Only the lines from the one bearing "If you could pick out the dry" to the final line should be transcribed, exactly and with both ends included. Pictures are to be left out.

::::::::::

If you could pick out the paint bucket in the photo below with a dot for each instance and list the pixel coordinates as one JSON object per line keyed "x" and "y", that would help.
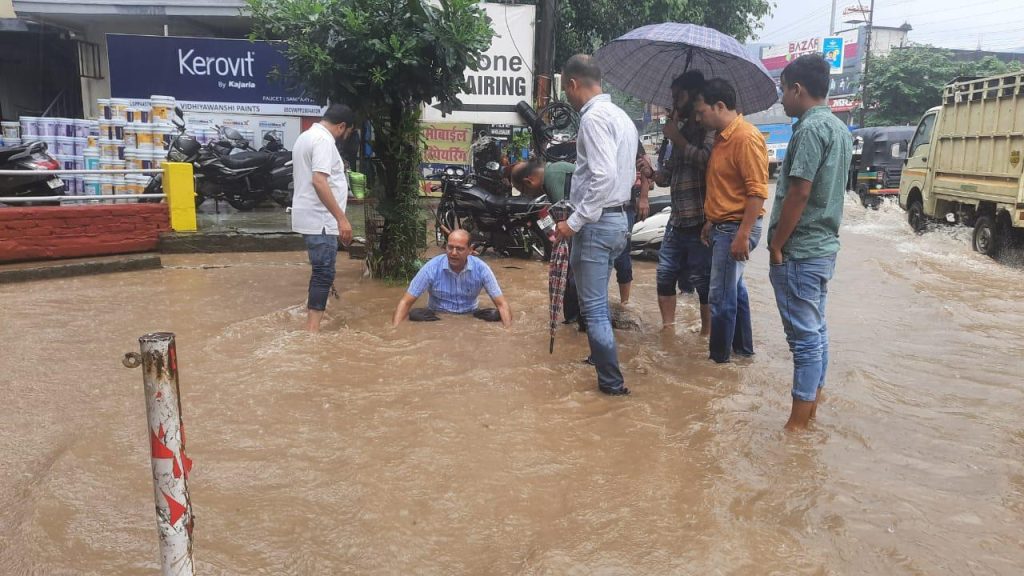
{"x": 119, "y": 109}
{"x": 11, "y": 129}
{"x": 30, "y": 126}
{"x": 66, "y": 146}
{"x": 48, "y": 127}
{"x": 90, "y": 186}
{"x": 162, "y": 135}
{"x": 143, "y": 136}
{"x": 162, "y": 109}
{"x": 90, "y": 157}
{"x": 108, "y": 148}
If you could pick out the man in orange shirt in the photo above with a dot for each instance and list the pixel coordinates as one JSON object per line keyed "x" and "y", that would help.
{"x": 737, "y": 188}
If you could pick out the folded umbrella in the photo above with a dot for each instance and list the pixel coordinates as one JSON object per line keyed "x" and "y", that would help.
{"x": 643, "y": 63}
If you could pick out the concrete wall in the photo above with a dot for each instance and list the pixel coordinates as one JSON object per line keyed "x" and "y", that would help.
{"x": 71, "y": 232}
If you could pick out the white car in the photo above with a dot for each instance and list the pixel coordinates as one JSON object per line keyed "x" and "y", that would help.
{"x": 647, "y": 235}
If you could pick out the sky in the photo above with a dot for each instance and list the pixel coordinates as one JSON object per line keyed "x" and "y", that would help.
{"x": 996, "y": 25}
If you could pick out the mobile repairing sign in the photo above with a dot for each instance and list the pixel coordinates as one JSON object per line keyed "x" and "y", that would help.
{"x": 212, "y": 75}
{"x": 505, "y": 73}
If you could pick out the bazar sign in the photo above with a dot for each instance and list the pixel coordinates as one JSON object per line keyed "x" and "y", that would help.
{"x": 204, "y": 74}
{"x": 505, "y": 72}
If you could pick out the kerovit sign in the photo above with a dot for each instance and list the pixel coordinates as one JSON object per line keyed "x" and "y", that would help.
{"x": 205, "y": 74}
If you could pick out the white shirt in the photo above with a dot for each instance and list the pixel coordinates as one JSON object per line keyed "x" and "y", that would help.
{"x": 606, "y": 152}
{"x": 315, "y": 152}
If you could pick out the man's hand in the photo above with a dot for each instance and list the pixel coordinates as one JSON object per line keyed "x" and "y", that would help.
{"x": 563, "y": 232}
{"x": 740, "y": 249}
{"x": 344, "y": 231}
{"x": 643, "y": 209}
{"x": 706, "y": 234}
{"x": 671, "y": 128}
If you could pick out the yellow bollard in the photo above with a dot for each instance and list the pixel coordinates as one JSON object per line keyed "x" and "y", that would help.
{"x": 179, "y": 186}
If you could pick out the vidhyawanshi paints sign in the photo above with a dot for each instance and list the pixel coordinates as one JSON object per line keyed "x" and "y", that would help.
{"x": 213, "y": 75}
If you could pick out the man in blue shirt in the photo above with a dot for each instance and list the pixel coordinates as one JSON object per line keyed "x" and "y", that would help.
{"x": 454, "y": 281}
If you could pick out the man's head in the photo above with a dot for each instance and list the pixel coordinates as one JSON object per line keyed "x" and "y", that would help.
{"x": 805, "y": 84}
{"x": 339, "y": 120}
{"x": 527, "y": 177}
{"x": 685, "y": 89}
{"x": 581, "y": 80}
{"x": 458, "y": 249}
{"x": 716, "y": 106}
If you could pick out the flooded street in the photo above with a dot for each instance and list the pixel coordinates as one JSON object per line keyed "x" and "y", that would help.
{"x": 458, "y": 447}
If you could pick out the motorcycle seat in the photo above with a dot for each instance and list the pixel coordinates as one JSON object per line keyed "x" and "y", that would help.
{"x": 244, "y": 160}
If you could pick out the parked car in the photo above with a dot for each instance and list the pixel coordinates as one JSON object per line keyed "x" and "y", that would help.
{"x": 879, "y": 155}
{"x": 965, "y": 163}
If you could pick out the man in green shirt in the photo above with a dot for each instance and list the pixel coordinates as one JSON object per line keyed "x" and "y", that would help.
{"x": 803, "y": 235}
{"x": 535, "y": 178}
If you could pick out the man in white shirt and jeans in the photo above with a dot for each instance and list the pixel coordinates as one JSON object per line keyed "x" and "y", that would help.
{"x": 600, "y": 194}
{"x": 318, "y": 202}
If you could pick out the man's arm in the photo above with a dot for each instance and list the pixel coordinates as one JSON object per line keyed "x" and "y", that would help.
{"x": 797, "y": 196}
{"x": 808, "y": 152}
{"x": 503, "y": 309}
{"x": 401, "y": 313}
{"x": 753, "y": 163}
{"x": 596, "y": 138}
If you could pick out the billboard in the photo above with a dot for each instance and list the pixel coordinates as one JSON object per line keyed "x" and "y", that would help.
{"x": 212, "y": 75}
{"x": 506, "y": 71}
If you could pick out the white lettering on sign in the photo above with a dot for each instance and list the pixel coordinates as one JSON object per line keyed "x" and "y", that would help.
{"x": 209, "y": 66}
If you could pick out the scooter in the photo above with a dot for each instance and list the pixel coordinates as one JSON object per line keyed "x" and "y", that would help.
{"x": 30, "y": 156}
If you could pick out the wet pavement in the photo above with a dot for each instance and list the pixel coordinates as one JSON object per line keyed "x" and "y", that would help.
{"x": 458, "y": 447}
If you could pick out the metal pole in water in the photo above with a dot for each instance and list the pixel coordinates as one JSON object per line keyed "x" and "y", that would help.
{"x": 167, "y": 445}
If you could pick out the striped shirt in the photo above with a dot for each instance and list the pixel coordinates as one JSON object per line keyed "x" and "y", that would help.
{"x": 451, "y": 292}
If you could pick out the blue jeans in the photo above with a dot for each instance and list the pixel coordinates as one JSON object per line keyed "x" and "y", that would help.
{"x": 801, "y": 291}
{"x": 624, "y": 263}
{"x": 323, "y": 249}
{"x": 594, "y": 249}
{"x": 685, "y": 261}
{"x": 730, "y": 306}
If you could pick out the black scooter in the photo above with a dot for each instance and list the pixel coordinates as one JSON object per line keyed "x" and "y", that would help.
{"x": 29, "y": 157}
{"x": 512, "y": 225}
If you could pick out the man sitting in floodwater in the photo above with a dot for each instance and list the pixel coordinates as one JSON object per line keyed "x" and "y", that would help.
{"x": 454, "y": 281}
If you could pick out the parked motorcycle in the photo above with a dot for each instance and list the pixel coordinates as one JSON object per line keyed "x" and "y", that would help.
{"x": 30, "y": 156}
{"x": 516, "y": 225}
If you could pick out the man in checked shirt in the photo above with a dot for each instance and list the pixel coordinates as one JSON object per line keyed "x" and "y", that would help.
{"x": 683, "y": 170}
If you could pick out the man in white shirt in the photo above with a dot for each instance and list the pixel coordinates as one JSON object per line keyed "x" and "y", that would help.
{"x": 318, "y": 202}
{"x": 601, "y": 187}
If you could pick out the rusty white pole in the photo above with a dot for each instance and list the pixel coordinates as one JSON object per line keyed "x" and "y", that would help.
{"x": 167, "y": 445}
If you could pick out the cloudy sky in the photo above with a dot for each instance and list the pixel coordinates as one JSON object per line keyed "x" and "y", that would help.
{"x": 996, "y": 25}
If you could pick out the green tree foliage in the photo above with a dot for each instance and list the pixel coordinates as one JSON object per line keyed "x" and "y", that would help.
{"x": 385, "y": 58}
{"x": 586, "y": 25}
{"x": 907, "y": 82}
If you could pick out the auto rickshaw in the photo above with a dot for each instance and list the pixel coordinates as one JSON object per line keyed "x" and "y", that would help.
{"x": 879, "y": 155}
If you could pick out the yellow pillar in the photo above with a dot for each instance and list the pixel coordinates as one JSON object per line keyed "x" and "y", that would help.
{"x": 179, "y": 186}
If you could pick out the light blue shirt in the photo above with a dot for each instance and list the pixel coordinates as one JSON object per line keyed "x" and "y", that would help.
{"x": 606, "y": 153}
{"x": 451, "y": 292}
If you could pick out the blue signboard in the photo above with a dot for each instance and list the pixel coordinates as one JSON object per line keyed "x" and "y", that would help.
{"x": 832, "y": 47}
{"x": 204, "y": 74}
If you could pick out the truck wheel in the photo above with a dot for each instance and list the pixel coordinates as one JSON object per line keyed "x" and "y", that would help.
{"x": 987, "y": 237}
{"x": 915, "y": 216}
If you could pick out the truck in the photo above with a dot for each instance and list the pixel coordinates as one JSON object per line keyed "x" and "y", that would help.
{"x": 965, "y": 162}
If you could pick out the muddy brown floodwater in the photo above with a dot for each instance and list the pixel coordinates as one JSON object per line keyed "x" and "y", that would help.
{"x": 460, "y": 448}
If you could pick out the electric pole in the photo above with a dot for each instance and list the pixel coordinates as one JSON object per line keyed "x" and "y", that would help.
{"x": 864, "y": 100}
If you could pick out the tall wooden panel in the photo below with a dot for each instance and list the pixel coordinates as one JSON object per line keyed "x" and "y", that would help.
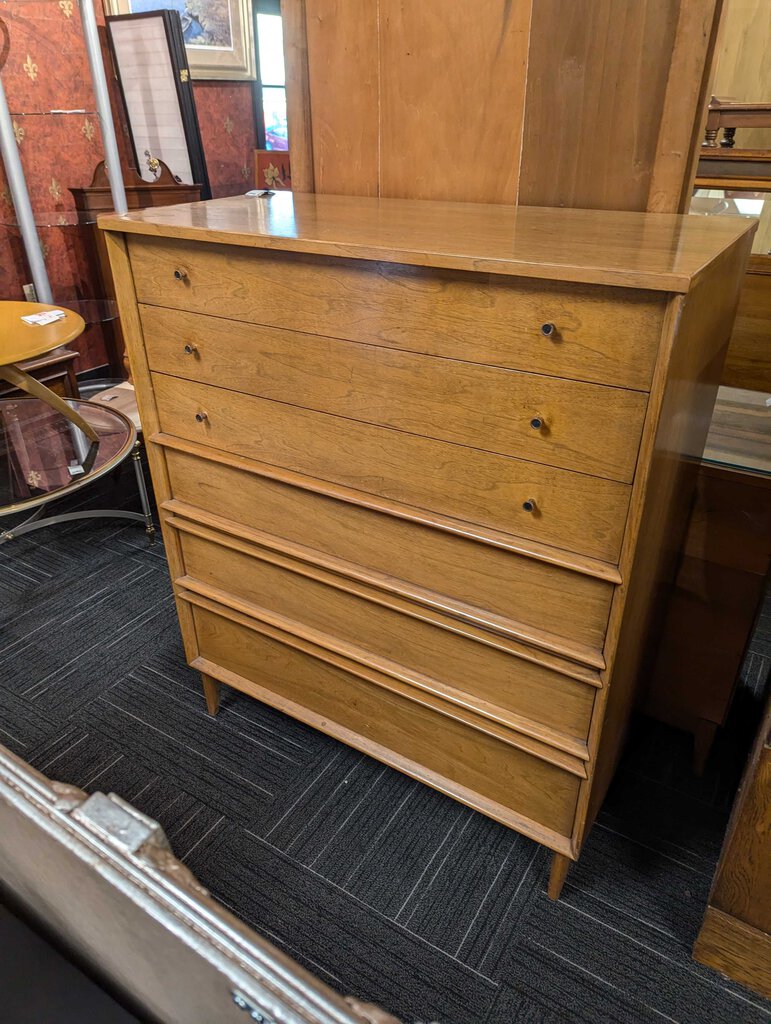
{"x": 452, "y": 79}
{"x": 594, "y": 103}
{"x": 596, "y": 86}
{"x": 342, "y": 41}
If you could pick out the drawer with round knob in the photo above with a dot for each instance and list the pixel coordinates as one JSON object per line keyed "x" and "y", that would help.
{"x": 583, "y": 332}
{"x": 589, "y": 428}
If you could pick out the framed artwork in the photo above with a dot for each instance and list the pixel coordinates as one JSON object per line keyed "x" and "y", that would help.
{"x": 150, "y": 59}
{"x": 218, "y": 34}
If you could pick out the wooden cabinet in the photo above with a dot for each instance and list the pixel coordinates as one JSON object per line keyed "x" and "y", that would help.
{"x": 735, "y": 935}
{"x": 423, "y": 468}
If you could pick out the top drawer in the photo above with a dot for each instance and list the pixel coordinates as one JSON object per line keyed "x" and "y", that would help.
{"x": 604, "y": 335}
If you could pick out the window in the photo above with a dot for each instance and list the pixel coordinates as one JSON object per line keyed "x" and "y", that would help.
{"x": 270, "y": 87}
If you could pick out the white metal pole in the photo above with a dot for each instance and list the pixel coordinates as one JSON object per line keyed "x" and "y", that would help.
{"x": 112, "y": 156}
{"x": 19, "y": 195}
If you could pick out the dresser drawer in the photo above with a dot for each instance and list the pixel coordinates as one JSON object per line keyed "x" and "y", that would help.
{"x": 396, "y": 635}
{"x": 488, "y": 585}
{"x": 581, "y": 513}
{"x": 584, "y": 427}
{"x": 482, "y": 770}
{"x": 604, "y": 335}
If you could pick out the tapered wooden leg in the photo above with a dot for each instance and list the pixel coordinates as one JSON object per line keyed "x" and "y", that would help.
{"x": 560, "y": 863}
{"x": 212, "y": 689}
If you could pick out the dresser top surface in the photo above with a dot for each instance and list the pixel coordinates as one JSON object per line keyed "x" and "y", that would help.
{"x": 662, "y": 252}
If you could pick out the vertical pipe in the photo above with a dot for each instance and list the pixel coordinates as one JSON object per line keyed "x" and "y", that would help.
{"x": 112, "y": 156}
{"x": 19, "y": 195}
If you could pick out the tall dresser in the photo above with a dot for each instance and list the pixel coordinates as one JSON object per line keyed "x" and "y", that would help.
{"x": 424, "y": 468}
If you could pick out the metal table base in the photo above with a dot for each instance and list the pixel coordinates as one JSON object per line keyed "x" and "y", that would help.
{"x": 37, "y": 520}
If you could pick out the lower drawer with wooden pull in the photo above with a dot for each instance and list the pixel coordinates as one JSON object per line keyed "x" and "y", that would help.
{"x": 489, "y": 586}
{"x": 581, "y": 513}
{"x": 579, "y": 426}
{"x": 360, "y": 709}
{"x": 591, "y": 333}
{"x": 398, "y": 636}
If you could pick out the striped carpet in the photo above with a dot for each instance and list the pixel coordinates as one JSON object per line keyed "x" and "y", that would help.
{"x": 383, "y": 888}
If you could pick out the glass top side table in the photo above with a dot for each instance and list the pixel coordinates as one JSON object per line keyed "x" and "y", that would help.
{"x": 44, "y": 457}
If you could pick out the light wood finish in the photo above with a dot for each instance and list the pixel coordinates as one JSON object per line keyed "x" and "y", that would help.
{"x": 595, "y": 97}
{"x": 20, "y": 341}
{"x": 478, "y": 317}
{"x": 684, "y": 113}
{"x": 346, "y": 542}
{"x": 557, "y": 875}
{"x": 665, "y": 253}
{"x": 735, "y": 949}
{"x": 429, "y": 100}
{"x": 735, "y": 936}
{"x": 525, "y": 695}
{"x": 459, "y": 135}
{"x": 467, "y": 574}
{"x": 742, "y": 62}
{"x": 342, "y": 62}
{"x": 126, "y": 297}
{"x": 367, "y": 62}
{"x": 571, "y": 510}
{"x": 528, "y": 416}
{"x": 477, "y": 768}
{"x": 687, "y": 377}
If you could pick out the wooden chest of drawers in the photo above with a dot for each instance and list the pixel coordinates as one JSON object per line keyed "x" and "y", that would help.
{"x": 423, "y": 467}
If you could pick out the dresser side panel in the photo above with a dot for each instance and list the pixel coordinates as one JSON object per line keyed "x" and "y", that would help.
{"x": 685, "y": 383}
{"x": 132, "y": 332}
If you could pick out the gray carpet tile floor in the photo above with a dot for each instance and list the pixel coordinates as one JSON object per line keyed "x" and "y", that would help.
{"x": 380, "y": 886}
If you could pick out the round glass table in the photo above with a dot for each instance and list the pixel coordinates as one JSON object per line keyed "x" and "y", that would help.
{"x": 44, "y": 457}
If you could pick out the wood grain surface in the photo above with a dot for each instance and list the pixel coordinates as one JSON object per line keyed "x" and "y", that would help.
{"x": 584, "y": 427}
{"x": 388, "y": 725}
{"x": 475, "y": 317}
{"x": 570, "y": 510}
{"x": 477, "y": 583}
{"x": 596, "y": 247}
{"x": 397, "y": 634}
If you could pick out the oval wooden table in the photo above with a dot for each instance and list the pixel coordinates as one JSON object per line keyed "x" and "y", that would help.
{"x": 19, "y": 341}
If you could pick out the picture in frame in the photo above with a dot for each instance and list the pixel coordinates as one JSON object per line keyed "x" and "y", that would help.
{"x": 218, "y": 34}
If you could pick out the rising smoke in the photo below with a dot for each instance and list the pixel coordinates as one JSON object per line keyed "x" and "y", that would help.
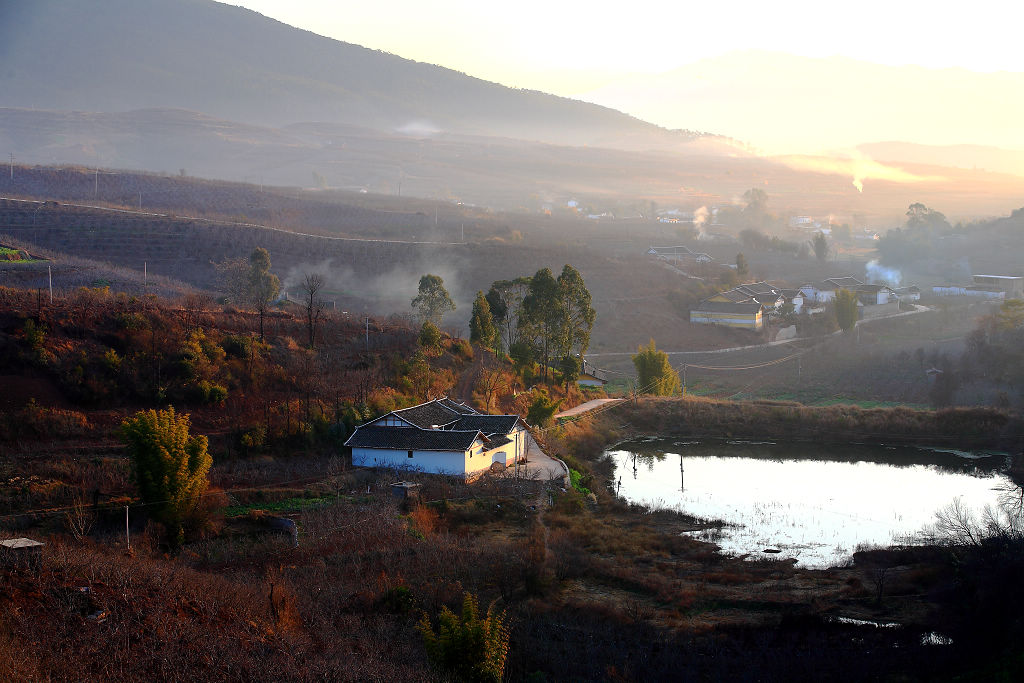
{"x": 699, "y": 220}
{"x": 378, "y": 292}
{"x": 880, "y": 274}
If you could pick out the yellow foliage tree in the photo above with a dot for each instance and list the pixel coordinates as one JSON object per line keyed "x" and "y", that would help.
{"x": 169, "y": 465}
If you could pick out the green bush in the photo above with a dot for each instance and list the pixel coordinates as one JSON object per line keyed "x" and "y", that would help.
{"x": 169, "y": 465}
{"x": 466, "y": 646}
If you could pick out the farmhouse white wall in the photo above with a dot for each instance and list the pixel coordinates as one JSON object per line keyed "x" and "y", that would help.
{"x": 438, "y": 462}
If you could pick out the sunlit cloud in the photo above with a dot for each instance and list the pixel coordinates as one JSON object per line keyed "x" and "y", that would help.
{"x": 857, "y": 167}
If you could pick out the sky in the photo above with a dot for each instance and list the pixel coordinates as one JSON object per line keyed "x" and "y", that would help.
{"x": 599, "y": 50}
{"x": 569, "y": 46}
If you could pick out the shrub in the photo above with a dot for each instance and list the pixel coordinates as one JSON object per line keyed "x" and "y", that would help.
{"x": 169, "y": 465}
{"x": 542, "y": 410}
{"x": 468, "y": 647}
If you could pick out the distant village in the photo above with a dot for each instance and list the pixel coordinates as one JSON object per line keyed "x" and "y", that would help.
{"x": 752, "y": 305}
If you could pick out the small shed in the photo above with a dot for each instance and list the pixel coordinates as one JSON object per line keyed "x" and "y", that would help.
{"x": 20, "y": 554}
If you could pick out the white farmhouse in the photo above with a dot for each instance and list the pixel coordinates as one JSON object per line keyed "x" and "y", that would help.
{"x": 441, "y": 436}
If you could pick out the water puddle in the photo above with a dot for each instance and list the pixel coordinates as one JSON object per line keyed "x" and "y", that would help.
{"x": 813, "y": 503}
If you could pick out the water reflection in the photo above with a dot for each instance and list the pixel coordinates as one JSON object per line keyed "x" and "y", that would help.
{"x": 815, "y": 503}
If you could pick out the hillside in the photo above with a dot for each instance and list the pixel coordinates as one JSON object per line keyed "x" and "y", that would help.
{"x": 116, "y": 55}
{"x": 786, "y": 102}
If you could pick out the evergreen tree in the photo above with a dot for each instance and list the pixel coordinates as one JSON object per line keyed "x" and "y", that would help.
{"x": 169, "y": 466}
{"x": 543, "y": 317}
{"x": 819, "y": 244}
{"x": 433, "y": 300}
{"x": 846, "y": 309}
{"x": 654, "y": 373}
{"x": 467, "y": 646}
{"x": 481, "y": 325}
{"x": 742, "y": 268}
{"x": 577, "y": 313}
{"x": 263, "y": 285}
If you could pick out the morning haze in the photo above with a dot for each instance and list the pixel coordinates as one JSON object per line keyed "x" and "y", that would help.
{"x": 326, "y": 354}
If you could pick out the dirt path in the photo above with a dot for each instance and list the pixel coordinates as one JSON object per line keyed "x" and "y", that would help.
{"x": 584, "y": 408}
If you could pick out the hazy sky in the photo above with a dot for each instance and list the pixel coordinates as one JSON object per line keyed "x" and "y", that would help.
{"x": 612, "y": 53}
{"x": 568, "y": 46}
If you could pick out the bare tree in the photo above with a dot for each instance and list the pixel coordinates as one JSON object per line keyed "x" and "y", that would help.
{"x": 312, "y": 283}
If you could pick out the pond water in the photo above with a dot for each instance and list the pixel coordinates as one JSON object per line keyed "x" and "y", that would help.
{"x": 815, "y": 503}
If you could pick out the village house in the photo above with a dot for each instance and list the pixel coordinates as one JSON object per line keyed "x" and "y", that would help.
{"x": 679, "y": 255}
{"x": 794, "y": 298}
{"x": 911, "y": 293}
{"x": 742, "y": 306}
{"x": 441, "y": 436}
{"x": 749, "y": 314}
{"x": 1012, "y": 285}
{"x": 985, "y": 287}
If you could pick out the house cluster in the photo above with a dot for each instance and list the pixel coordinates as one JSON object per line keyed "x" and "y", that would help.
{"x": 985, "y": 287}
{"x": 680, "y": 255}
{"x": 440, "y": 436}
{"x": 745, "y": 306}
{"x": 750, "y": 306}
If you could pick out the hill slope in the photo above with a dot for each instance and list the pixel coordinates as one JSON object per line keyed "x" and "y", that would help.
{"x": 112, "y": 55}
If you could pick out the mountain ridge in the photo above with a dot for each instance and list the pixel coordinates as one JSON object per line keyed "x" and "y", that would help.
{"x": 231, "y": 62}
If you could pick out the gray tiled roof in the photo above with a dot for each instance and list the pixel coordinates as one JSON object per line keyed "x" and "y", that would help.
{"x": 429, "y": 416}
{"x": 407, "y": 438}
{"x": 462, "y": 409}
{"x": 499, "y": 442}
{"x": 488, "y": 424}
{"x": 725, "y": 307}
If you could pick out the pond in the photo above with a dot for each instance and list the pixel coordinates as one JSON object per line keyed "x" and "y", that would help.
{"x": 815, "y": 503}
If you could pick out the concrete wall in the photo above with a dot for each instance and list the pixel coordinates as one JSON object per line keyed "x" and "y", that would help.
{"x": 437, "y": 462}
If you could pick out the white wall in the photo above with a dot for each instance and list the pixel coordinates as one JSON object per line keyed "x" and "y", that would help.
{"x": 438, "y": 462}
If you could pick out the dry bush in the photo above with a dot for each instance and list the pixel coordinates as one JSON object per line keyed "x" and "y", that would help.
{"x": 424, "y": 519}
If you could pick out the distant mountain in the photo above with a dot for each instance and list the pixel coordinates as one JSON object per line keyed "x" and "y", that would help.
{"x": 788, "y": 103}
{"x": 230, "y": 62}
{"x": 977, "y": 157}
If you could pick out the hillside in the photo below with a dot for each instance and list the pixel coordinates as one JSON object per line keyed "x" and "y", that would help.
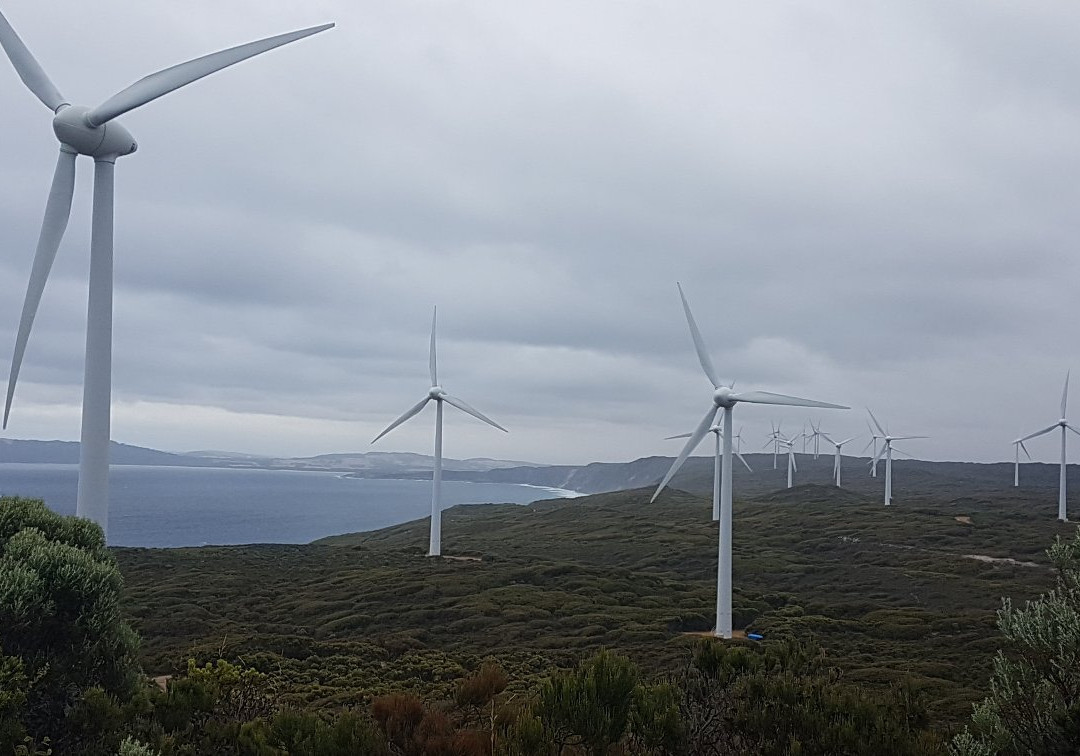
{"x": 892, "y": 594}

::::::::::

### EXERCISE SOLUTION
If you could pick out the dry bush in the photo above with a dot for each instance and list the pixel coordinates as one JSON object per line keyed "x" and "y", that would help.
{"x": 424, "y": 519}
If you could pick out the distant mountain in the photo above with a dot for each instance and list the pixel coordinates as one JSON object per line keyed "x" and "y", that would help.
{"x": 788, "y": 103}
{"x": 230, "y": 62}
{"x": 977, "y": 157}
If you could pick out the hillside in the photo below with a dot for each instance and list the pixel coordinates as one JSON object per line keyed "x" and "y", that would help.
{"x": 892, "y": 594}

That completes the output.